-- start --

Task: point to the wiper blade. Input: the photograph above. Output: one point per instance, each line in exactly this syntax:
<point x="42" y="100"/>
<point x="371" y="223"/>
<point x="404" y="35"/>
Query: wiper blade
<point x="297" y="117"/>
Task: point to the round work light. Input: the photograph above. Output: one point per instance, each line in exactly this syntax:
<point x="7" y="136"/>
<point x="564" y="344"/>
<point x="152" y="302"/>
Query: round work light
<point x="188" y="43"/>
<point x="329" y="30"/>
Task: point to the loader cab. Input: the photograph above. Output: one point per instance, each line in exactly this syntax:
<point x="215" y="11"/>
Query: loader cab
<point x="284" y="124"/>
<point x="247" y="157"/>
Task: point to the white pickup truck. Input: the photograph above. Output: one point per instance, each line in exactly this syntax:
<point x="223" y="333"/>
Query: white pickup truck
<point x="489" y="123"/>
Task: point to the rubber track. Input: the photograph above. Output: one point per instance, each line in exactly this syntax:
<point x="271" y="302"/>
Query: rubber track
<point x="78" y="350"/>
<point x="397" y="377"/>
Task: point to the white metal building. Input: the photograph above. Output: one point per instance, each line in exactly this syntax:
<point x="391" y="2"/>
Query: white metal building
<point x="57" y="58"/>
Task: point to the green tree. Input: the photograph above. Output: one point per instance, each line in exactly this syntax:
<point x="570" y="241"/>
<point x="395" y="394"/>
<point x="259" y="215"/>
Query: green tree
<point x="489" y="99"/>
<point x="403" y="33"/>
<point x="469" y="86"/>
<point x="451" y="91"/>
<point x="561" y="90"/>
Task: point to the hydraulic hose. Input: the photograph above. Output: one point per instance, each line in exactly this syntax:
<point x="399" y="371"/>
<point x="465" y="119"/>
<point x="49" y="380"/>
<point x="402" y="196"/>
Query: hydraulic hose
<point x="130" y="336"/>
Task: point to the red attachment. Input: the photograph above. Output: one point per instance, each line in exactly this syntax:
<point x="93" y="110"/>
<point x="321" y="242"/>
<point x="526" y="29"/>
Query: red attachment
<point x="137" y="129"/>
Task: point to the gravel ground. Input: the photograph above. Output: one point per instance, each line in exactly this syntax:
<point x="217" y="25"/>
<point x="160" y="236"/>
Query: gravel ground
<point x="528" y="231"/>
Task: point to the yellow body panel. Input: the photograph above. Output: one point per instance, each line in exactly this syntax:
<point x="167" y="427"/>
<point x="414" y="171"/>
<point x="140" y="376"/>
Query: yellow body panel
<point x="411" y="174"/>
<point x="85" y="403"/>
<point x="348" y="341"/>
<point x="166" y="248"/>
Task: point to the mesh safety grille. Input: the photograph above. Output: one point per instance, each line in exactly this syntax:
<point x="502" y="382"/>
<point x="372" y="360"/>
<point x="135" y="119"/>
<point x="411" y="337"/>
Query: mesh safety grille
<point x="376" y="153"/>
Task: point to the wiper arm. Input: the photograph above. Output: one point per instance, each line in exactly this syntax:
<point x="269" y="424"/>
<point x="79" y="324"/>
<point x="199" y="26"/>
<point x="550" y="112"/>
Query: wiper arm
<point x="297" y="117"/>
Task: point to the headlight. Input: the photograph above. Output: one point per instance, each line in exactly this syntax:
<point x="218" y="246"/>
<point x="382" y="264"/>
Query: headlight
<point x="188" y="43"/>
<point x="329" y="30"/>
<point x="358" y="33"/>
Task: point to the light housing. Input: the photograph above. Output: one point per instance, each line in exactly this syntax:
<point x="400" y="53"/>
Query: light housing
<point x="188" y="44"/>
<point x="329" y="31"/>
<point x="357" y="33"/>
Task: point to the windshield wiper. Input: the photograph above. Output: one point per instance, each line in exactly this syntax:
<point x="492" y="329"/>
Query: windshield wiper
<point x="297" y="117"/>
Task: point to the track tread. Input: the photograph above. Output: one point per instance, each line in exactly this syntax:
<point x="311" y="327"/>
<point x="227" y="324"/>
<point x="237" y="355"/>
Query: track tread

-- end --

## AIM
Reproduce every line of the data without alteration, starting at the line that contains "Task: point to the wiper arm." and continuing through the end of the data.

## WRITTEN RESPONSE
Task: point to the wiper arm. Input: the photograph above. Output: one point per instance, each line in exactly this syntax:
<point x="269" y="424"/>
<point x="79" y="324"/>
<point x="199" y="26"/>
<point x="550" y="112"/>
Query: wiper arm
<point x="297" y="117"/>
Task: point to the headlight. Input: the photograph above. Output: one point per instance, each line in exactly this syntax:
<point x="218" y="246"/>
<point x="382" y="264"/>
Query: headlight
<point x="188" y="43"/>
<point x="329" y="30"/>
<point x="358" y="33"/>
Task: point to the light housing. Input: the photograph above. Output: one point per instance, each line in exactly this syntax:
<point x="400" y="53"/>
Query: light housing
<point x="188" y="44"/>
<point x="329" y="31"/>
<point x="357" y="33"/>
Task: point to the windshield wiper. Input: the photograph above. Output: one point per instance, each line in exactly this syntax:
<point x="492" y="329"/>
Query: windshield wiper
<point x="297" y="117"/>
Task: point to the track tread. Input: the photograph above. Output: one point per instance, each line in exactly this syntax:
<point x="311" y="327"/>
<point x="227" y="324"/>
<point x="237" y="355"/>
Query: track tread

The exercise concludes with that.